- **WRITTEN INSTRUCTION**:
Could you reproduce all of the material below word for word, leaving the pictures out of your answer?

- **EXERCISE INPUT**:
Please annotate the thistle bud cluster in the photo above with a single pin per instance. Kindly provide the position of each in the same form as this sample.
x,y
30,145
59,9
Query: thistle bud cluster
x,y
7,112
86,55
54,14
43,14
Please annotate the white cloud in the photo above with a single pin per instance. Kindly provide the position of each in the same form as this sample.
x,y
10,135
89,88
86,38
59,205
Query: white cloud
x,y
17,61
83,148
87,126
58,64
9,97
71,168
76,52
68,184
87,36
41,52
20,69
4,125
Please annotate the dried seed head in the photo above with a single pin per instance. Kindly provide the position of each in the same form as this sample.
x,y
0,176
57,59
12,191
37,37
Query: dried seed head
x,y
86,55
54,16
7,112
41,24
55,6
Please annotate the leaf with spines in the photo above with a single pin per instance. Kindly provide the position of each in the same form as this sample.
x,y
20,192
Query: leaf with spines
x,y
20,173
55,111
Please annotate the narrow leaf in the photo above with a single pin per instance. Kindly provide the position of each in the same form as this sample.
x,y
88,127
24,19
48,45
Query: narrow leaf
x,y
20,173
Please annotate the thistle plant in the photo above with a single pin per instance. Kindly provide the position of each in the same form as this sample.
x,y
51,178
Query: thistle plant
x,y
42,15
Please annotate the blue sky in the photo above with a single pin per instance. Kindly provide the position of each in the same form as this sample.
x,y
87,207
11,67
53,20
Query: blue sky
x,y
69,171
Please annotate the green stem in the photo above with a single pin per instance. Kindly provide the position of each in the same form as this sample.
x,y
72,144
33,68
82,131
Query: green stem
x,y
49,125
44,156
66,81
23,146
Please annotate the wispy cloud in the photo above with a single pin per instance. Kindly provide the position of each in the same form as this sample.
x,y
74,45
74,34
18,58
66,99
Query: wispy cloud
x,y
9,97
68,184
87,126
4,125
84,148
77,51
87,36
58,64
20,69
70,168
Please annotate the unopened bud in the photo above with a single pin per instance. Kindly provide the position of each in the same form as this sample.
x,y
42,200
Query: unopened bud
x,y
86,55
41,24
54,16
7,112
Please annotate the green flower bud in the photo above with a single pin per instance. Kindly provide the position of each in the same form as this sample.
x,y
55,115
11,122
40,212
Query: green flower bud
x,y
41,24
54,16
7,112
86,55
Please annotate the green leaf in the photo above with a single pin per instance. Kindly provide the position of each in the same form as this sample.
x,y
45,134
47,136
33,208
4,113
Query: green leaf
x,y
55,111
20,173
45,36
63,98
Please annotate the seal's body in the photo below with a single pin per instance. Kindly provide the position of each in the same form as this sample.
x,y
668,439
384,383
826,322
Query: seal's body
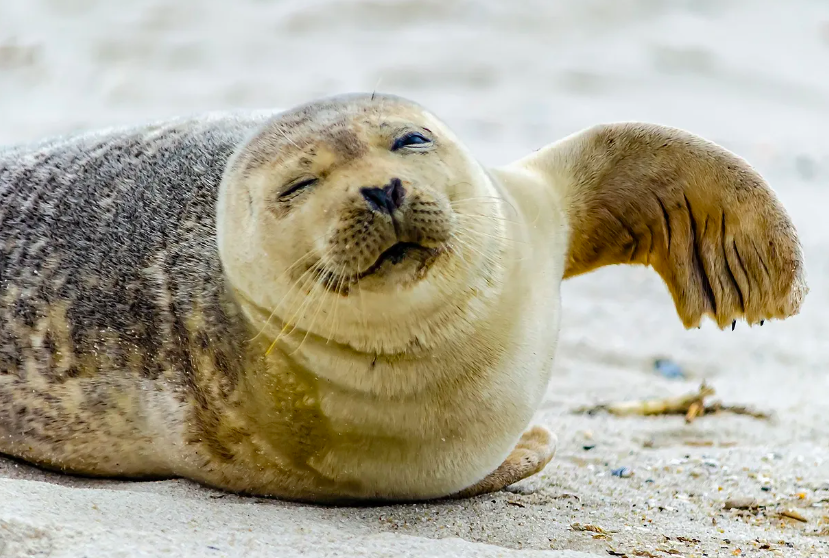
x,y
338,301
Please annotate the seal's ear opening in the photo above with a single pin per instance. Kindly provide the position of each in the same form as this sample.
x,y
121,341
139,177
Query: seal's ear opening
x,y
699,215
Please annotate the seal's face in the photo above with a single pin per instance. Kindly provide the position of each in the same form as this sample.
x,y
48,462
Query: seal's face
x,y
369,197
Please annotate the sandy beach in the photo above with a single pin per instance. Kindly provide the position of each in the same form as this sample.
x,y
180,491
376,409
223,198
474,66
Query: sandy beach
x,y
508,77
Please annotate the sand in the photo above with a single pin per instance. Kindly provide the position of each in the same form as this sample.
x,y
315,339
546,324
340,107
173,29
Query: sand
x,y
509,77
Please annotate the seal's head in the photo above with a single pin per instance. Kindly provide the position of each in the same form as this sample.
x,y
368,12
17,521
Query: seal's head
x,y
353,212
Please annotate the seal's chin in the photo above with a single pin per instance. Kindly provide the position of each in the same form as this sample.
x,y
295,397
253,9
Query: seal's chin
x,y
403,264
399,254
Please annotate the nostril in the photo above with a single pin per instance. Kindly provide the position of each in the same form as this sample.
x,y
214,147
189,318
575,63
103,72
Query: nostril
x,y
396,192
377,199
386,199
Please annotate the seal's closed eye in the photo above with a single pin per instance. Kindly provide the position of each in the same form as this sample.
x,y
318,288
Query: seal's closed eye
x,y
296,187
412,139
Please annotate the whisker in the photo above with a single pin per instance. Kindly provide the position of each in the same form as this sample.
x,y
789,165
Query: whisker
x,y
273,312
321,297
291,323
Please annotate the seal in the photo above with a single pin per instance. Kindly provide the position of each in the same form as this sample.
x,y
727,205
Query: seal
x,y
338,302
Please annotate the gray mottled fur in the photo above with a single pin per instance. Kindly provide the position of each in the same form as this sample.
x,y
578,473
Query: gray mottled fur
x,y
107,245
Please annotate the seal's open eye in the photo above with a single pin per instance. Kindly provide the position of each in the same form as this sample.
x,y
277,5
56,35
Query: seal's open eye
x,y
412,139
294,188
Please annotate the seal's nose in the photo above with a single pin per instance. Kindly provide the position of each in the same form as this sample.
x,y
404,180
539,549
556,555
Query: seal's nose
x,y
386,199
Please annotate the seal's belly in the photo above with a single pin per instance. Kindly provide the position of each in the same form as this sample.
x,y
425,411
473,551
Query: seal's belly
x,y
445,440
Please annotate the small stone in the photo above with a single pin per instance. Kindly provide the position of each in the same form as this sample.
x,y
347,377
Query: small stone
x,y
668,369
794,514
741,504
622,472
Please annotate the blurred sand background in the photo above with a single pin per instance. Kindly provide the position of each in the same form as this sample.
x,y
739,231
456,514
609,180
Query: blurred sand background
x,y
752,75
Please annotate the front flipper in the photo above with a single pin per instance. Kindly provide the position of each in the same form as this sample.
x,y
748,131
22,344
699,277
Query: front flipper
x,y
531,454
699,215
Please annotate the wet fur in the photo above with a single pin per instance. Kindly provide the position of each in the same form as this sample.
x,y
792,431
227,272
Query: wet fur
x,y
151,325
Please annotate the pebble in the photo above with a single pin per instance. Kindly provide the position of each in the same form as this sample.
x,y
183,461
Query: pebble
x,y
622,472
740,504
668,368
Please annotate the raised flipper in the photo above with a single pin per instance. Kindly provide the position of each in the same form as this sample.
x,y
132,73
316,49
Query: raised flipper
x,y
699,215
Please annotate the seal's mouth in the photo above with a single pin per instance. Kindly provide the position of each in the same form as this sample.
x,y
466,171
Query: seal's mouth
x,y
396,254
414,257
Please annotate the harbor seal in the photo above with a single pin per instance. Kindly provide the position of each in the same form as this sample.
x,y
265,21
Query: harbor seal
x,y
338,302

- **FULL OUTPUT**:
Please annotate the thistle bud cluster in the photo above with a single pin per instance. Kindly provide the position of each in the same form as this sample.
x,y
30,145
59,9
Query: thistle bud cluster
x,y
7,112
86,55
54,14
43,14
Please annotate the white cloud in the photo above with a single pin per instance. Kindly provide the position of each in the same form as this sample.
x,y
10,135
89,88
86,38
59,205
Query: white cloud
x,y
17,61
83,148
87,126
58,64
9,97
71,168
76,52
68,184
87,36
41,52
20,69
4,125
Please annotate the dried seed head in the photo above with a single pin per instance. Kindly provide the position of each in the same form as this sample.
x,y
0,176
57,59
12,191
37,37
Query: dried seed head
x,y
86,55
54,16
7,112
41,24
55,6
Please annotate the leaf with spines in the photo above with a single pin per instance. Kindly provide the position of each in the same form as this sample.
x,y
20,192
Query: leaf with spines
x,y
20,173
55,111
Please annotate the narrow leaf in the photo above with a single pin per instance. Kindly provide the position of each in the same form as this sample.
x,y
88,127
24,19
48,45
Query: narrow leaf
x,y
20,173
Please annotate the thistle plant in the photo above with a single pin per instance. Kindly provide the position of each in the same form as this sample.
x,y
51,178
Query: thistle plant
x,y
42,15
Please annotate the blue sky in the photo above with a single pin per instance. Kindly provide the position of each in the same form as this sample.
x,y
87,207
11,67
53,20
Query: blue sky
x,y
69,171
Please annotate the green stem in the photo above with a single pin per instance. Kindly provide the position of each in the same form as this sample.
x,y
72,144
33,68
82,131
Query: green stem
x,y
49,125
44,156
66,81
23,146
Please annotate the wispy cloud in the photo above with a single pin per instance. Kindly provide the position of each in the same form as this sample.
x,y
74,45
74,34
18,58
66,99
Query: wispy cloud
x,y
9,97
68,184
87,126
4,125
84,148
77,51
87,36
58,64
20,69
70,168
Please annotate the unopened bud in the photo above with a single pin per instance. Kindly provide the position of each in the same form as this sample.
x,y
42,200
Query: unopened bud
x,y
86,55
41,24
54,16
7,112
Please annotate the green flower bud in the photo above with a single pin per instance. Kindly provide the position of each in the same form as this sample.
x,y
55,115
11,122
40,212
Query: green flower bud
x,y
41,24
54,16
7,112
86,55
Please annotate the green leaf in the photo above with a single pin per instance. Kindly provide the position of each in the same form as this sample.
x,y
45,134
47,136
33,208
4,113
Query: green leaf
x,y
55,111
20,173
45,36
63,98
Please annotate the seal's body in the photo below with a single pin per instance. Kindly provide the position of each in the same form as this sample.
x,y
668,439
384,383
826,322
Query: seal's body
x,y
338,301
Please annotate the seal's ear opening in the photo above with a single pin per instance. Kindly provide the position of each in the same form as this sample.
x,y
121,341
139,177
Query: seal's ear opening
x,y
699,215
Please annotate the seal's face in the photo above with a single pin per instance. Kindly provide the position of each in the same form as this sample.
x,y
48,462
Query: seal's face
x,y
369,197
Please annotate the sandy beach in the photo above with a single pin per instance. Kindly provide the position of each in the same form as this sample.
x,y
180,491
376,409
223,198
474,66
Query: sandy beach
x,y
508,77
Please annotate the sand in the photo above with a single pin per instance. Kindly provide the position of each in the same form as this sample.
x,y
315,339
546,324
340,107
173,29
Query: sand
x,y
509,77
Please annotate the seal's head in the photo above with a single pin per instance. Kindly provide the position of each in the same form as this sample.
x,y
368,12
17,521
Query: seal's head
x,y
353,212
Please annotate the seal's chin in the photo above with a single pin per instance. Kindly provide the position of each in the same form as this sample.
x,y
295,397
253,9
Query: seal's chin
x,y
403,264
399,254
Please annotate the nostril in the photo above with a single pin per instance. Kindly provide the position of each in the same form as this sample.
x,y
214,147
189,318
575,63
103,72
Query: nostril
x,y
396,192
377,199
386,199
Please annotate the seal's closed eye in the photo above with a single pin per instance. Kindly provide the position of each in the same form as this sample.
x,y
318,288
Query: seal's closed eye
x,y
296,187
412,139
Please annotate the whisker in the photo above with a single pin per instance. Kindly provide the position of each in the same form as this sample.
x,y
789,165
Query: whisker
x,y
273,312
321,297
291,323
Please annotate the seal in the photo above with a single pin per instance. Kindly provide the position of each in the same form as this sample.
x,y
727,205
Query: seal
x,y
338,302
Please annotate the gray mottled fur in the photo above with a single pin per instance. Kindly provide the position of each in the same form as this sample.
x,y
578,473
Query: gray mottled fur
x,y
107,245
Please annotate the seal's open eye in the photo above with a single pin per instance. Kindly provide the position of each in the same form as this sample.
x,y
277,5
56,35
Query: seal's open eye
x,y
412,139
294,188
Please annotate the seal's nose in the photo above with a single pin per instance. Kindly provide the position of each in the same form as this sample.
x,y
404,180
539,549
556,555
Query: seal's nose
x,y
386,199
Please annotate the seal's belly in the photo above with a single pin per instance. Kindly provide the position of each in the same form as this sample.
x,y
425,411
473,551
Query: seal's belly
x,y
445,440
Please annotate the small stone in the photo above with a single pin per instance. Kindly provide the position of each in the same form as this sample.
x,y
347,377
Query: small stone
x,y
668,369
794,514
741,504
622,472
Please annotate the blurred sand background in the photo above with a single pin per instance. Kindly provide the position of each in the same form as this sample.
x,y
739,231
456,514
609,180
Query: blurred sand background
x,y
752,75
Please annotate the front flipper in the photo above with a single pin per instance. Kindly provide the position of each in the same form as this sample.
x,y
748,131
22,344
699,277
Query: front flipper
x,y
531,454
699,215
Please annotate the wet fur in the photo above with a single pin per instance. Kindly provide the position of each in the same form as this sample.
x,y
792,431
227,272
Query: wet fur
x,y
151,325
Please annotate the pebble in the photo above with a single pin per instance. Kindly provide the position of each in the same form as this sample.
x,y
183,461
Query: pebble
x,y
622,472
740,504
668,368
Please annotate the raised flipper in the photo above with a single pin per instance. Kindly provide the position of each in the same form as this sample.
x,y
132,73
316,49
Query: raised flipper
x,y
699,215
Please annotate the seal's mouth in the photo above with a single pin per instance. Kindly provide the position of each in the same form as this sample.
x,y
466,171
Query: seal's mouth
x,y
396,254
414,257
Please annotate the harbor seal in the photo above with a single pin per instance. Kindly provide the position of each in the same form as this sample.
x,y
265,21
Query: harbor seal
x,y
338,302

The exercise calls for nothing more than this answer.